» **Extrait du texte**:

------------

Un des rares Italiens qui, remontant ce courant, ait poussé vers le Nord, Antonello de Messine, est un artiste d’une valeur peu commune et les trois tableaux du musée de Berlin confirment la haute opinion qu’il convient d’avoir de son talent. Avec ses traits fins et distingués, son aimable physionomie et l’élégante simplicité de son costume, ce Portrait de jeune homme qui se détache avec tant d’éclat sur un fond de ciel et de paysage d’une profondeur intense, est une merveille d’exécution. La science du dessinateur y égale la puissance du coloriste. Ce n’est pas seulement l’introduction des procédés de la peinture à l’huile qui nous révèle ici les enseignemens de Van Eyck, mais la facture elle-même offre avec celle du maître flamand des analogies formelles et on ne retrouverait dans la peinture italienne aucun autre exemple du style de ces petits portraits d’Antonello. Il eût été intéressant de connaître la date de ce précieux ouvrage, mais les deux derniers chiffres du millésime qui accompagne la signature du peintre, — absolument pareille d’ailleurs à celle de notre portrait du Louvre, — sont à peu près Illisibles. Dans le Saint Sébastien, un sujet qu’Antonello a souvent traité, l’influence de Van Eyck n’est plus sensible. Si la précision du dessin s’accuse toujours aussi scrupuleuse, les formes de ce corps nu sont plus choisies, les carnations ont plus d’éclat et l’exécution a gagné en largeur et en liberté. Le type aussi est bien italien et ce beau visage avec ses longs cheveux qui retombent sur les épaules à une expression touchante de souffrance et d’angoisse. La conservation d’ailleurs est parfaite et montre l’excellence d’une pratique apprise en bon lieu.

------------

» **Données enregistrées**:
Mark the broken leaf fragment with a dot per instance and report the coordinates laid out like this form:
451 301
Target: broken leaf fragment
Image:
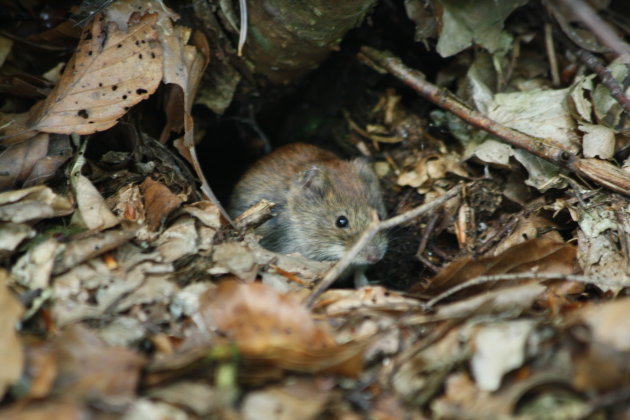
111 71
274 329
10 344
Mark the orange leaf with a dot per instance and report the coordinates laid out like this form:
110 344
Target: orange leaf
273 329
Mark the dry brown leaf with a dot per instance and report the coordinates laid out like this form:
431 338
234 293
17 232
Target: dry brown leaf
601 359
88 368
273 329
159 201
541 254
92 211
10 344
46 410
299 399
18 160
32 204
111 71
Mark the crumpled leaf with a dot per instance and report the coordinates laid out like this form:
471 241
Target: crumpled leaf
598 141
491 361
542 254
301 400
601 359
12 234
32 204
90 369
159 202
10 343
598 251
101 81
92 212
34 268
99 285
608 111
540 113
468 22
274 329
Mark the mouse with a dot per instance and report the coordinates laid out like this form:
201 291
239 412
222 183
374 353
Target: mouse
323 204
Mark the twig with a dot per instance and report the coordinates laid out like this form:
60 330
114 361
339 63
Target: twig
333 273
426 233
551 55
242 33
374 227
520 276
596 170
544 148
605 76
600 28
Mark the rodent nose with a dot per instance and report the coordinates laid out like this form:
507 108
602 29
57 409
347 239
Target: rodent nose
373 256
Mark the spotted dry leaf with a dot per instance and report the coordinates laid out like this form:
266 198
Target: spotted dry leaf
111 71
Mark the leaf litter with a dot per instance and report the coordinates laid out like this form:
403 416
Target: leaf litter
126 293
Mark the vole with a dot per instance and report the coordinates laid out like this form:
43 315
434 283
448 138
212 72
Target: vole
323 203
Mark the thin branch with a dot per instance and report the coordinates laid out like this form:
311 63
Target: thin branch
374 227
600 28
602 172
521 276
551 55
242 33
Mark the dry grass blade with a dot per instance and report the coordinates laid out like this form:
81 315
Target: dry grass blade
111 71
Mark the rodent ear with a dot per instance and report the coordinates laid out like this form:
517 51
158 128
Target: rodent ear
312 182
365 171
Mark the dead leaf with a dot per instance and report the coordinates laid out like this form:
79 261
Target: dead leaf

------------

» **Consigne 1**:
Répondez à ces questions sur l'extrait consacré à Antonello de Messine :
(a) Combien de tableaux de ce peintre le musée de Berlin possède-t-il ?
(b) Sur quel fond se détache le Portrait de jeune homme ?
(c) À la signature de quel autre portrait celle du Portrait de jeune homme est-elle pareille ?
» **Consigne 2**: D'après l'extrait sur Antonello de Messine, pourquoi ne peut-on pas connaître la date du Portrait de jeune homme ?

» **Corrigé 1**:
(a) Trois tableaux.
(b) Sur un fond de ciel et de paysage d'une profondeur intense.
(c) À celle du portrait du Louvre.

» **Corrigé 2**: Les deux derniers chiffres du millésime qui accompagne la signature du peintre sont à peu près illisibles.